→ **EXERCISE TASK**: Reproduce every record below exactly as written, but leave out any pictures.
-- Start EXERCISE INPUTS --
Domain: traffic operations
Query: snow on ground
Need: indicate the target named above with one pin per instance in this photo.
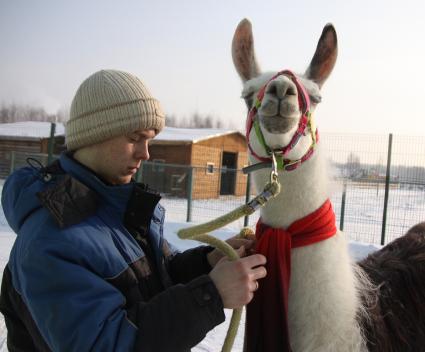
(215, 338)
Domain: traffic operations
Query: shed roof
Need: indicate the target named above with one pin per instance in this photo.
(30, 130)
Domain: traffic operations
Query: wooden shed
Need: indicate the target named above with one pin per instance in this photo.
(20, 140)
(208, 159)
(203, 162)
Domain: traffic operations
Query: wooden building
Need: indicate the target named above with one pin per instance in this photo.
(208, 159)
(20, 140)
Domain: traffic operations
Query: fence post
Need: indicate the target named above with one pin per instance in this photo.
(51, 143)
(247, 197)
(12, 161)
(387, 188)
(139, 174)
(189, 194)
(344, 192)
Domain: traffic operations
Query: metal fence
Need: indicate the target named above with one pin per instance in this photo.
(378, 187)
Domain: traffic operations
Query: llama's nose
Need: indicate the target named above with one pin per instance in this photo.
(280, 89)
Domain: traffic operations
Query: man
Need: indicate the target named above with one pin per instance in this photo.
(90, 269)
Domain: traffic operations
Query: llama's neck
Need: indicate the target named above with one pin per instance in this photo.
(323, 294)
(303, 190)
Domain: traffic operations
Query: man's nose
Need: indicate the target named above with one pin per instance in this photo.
(142, 151)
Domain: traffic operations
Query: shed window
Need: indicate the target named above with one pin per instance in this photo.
(156, 167)
(210, 168)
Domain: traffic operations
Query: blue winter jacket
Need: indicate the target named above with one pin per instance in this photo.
(78, 278)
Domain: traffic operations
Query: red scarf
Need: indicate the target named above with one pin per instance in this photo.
(266, 327)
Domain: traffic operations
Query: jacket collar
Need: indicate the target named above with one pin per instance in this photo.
(116, 196)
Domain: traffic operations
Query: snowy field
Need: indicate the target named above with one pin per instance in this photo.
(214, 340)
(363, 210)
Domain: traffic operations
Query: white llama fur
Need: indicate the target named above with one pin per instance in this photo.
(326, 286)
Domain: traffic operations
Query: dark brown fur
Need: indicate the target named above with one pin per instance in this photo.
(398, 270)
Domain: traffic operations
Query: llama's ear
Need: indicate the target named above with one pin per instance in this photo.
(243, 51)
(325, 56)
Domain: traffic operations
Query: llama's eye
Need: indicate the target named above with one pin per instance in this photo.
(249, 99)
(315, 99)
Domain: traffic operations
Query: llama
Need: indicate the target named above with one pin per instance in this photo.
(333, 303)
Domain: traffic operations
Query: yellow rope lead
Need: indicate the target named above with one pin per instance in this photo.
(199, 233)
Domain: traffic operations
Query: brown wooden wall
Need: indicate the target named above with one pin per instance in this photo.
(197, 155)
(206, 185)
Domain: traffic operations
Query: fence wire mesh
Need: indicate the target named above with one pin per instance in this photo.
(358, 170)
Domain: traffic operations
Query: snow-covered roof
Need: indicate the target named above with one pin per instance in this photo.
(30, 130)
(38, 130)
(189, 135)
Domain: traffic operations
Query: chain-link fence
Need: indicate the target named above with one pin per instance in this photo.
(378, 186)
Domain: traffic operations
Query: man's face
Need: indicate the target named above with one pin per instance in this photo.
(118, 159)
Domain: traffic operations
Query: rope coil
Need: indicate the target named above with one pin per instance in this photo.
(200, 233)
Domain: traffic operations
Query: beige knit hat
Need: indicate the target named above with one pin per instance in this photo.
(108, 104)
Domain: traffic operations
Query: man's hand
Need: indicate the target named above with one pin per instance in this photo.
(237, 242)
(236, 280)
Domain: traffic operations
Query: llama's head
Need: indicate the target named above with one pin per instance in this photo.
(280, 112)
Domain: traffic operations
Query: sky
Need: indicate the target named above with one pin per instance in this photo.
(182, 51)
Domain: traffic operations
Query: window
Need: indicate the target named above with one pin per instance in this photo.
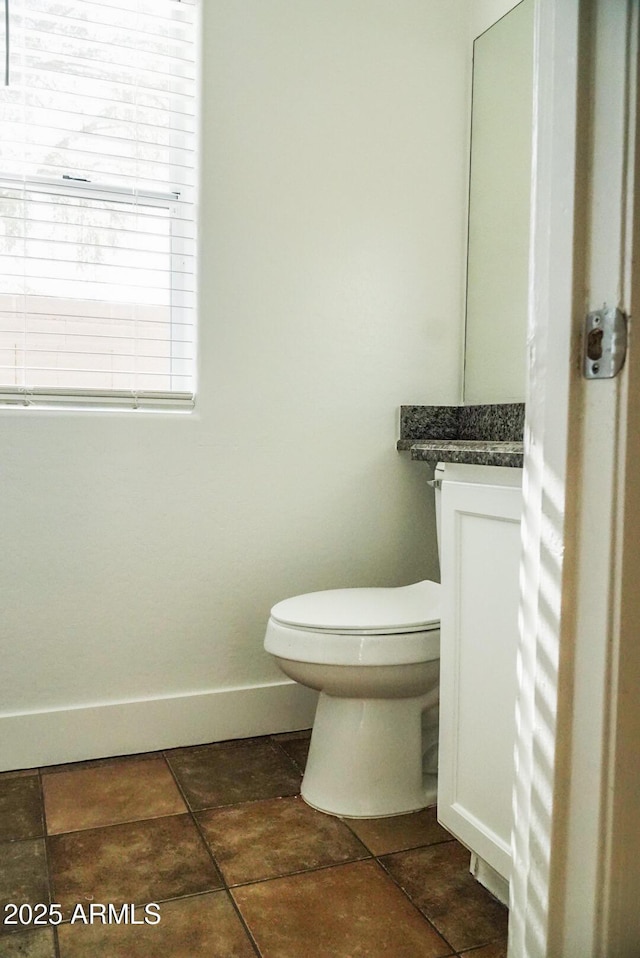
(97, 193)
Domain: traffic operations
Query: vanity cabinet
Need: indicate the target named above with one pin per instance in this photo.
(480, 557)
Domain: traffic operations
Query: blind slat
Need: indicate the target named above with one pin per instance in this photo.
(97, 241)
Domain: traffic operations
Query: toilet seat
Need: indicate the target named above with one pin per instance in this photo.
(369, 611)
(398, 626)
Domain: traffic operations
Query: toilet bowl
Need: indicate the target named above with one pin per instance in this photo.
(373, 654)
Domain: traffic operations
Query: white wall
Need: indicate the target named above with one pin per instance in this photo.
(141, 553)
(484, 13)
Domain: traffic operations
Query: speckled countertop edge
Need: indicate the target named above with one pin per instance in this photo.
(478, 435)
(472, 452)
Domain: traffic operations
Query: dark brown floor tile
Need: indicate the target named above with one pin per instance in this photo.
(296, 745)
(138, 862)
(496, 950)
(348, 911)
(20, 808)
(18, 773)
(277, 837)
(110, 794)
(29, 944)
(206, 925)
(437, 879)
(213, 775)
(23, 878)
(399, 832)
-- End EXERCISE INPUTS --
→ **ANSWER BELOW**:
Domain: traffic operations
Query: snow on ground
Need: indicate the target named above with one pin per instance in this photo.
(215, 338)
Domain: traffic operations
Query: shed roof
Need: indicate the target named above with one pin per instance in this photo.
(30, 130)
Domain: traffic operations
Query: wooden shed
Need: indicate the target named above with one pin per instance in this photo.
(20, 140)
(208, 159)
(203, 162)
Domain: traffic operations
Query: wooden building
Need: indicate the target named above with one pin per instance in this photo.
(208, 159)
(20, 140)
Domain: traffic operations
Query: fence post
Need: indicate the target named above with one pin per instance in this photo.
(51, 143)
(247, 197)
(12, 161)
(387, 188)
(139, 174)
(189, 194)
(344, 192)
Domain: traffic operations
Query: metal fence
Need: indicate the target named above with one pin per instance in this photo.
(378, 187)
Domain: traffic operations
Query: llama's nose
Need: indicate the target named above with one pin per instance in this photo.
(280, 89)
Domain: traffic operations
Query: man
Need: indicate the target named above with one pin per instance in this photo.
(90, 269)
Domain: traffic operations
Query: llama's neck
Need: indicate the target named above with one pin per instance in this photo.
(323, 294)
(303, 190)
Domain: traffic operations
Query: man's nose
Need: indicate the target named above with one pin per instance in this photo.
(142, 151)
Domain: traffic operations
Query: shed window
Need: indicate the target named above with one pin per instance in this photo.
(156, 167)
(210, 168)
Domain: traffic operations
Query: blue winter jacket
Need: indicate the target named above with one pin per instance in this photo.
(78, 278)
Domain: traffic operations
Query: red scarf
Need: indicate the target named above with one pin per instance in this photo.
(266, 327)
Domain: traffic operations
Query: jacket collar
Need: indicate the target named above with one pin per instance in this photo.
(116, 196)
Domain: traffic operations
Query: snowy field
Need: indicate the target named above with one pin per instance in this photo.
(214, 340)
(363, 210)
Domain: traffic operations
Query: white llama fur
Need: indicate the target named above with one pin per instance in this photo.
(326, 286)
Domain: traffic operations
Query: dark brown fur
Need: indicate the target named above with one pin per instance in this photo.
(398, 270)
Domain: traffic operations
Query: llama's ear
Need: indicate the target named above with one pin per instance in this photo.
(243, 51)
(325, 56)
Domain: traffic operations
Query: llama's eye
Need: indicate the target named above with one pin per instance in this photo.
(249, 99)
(315, 99)
Domain: traffic operations
Query: llama
Need: indicate the target named above with one pin per instance in this photo.
(333, 303)
Domain: traffic operations
Query: yellow rope lead
Need: indicate the target named above with one pin per instance in this photo.
(199, 233)
Domain: traffic operations
Query: brown wooden wall
Need: indicate the target named above with one pin per instance in this photo.
(197, 155)
(206, 185)
Domain: traffic operations
Query: fence wire mesh
Need: indicate the target named above with one pin per instance in this photo.
(358, 170)
Domain: traffic operations
Query: snow-covered roof
Need: indicate the target named above with one pin per instance in this photo.
(30, 130)
(38, 130)
(189, 135)
Domain: traffic operations
Query: chain-link fence
Need: indicate the target named above with one pin per instance in this photo.
(378, 186)
Domain: traffic operations
Query: man's face
Need: indicate the target named above with one pin per instance in this photo.
(118, 159)
Domain: traffic operations
Query: rope coil
Need: indicate the target named above with one pin per instance in this photo.
(200, 233)
Domain: traffic operations
Query: beige knit hat
Need: indicate the target named above with one pin per instance in this photo.
(108, 104)
Domain: traffic operations
Query: man's hand
Need: indicate the target named above with one pin per instance in this photo.
(237, 242)
(236, 280)
Domain: traffic operations
Query: llama's head
Need: indicate the target named above with one pin per instance in this photo.
(280, 112)
Domain: traffic operations
Query: sky
Need: indicate the target named above with one pin per instance in this photo.
(182, 51)
Domain: traffic operations
Query: window
Need: indicate the target named above with one pin per instance in this photo.
(97, 193)
Domain: traffic operations
Query: vanity cabinet
Need: indicate the target named above with one pin per instance in this photo.
(480, 557)
Domain: traffic operations
Query: blind slat
Need: indicate the target named above with one pin per instance in this photo.
(97, 241)
Domain: traffic operations
Query: toilet seat
Need: indicate the target named above with one pin per instance in this photo.
(369, 611)
(398, 626)
Domain: traffic operations
Query: toilet bowl
Need: indicate the target named above with one pin per instance in this photo.
(373, 654)
Domain: traffic operations
Query: white wall
Need: indicate the target named above with one pin per instance in this photo.
(141, 553)
(484, 13)
Domain: traffic operations
Query: speckled countertop edge
Need: indicate the target named above with one pin per instance in this photo.
(478, 435)
(472, 452)
Domain: traffic operations
Query: dark brown floor tile
Need: indicate the target named above with one pin per instance in this photo.
(296, 745)
(138, 862)
(496, 950)
(348, 911)
(20, 808)
(18, 773)
(277, 837)
(110, 794)
(29, 944)
(206, 925)
(437, 879)
(213, 775)
(23, 878)
(399, 832)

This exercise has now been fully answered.